Update the material below by replacing "leather bridle strap" with "bridle strap" and leaving all else unchanged. Omit the pictures from your answer.

● Excerpted data
============================================================

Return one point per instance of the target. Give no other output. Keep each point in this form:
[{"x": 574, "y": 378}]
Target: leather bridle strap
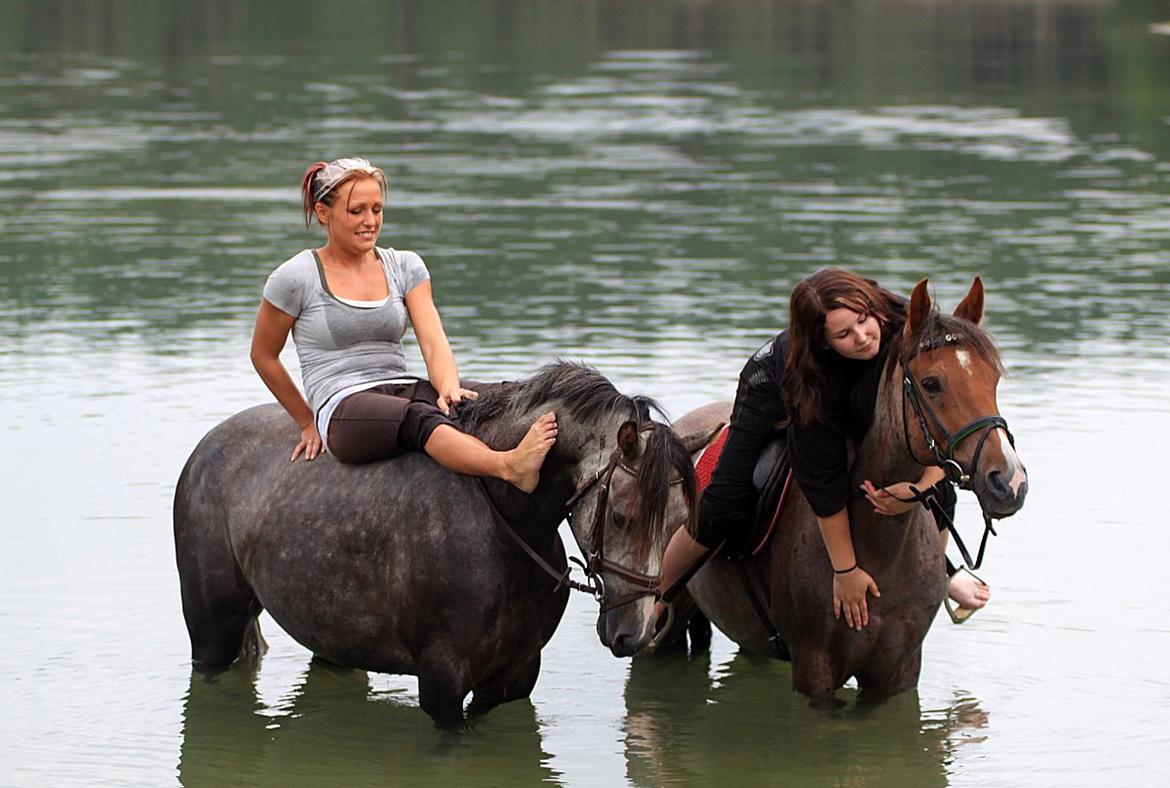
[
  {"x": 562, "y": 578},
  {"x": 945, "y": 460}
]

============================================================

● Task response
Return one point per instance of the target. Give no other output. Keep each point in this form:
[{"x": 574, "y": 378}]
Target: bridle strap
[
  {"x": 562, "y": 578},
  {"x": 945, "y": 460}
]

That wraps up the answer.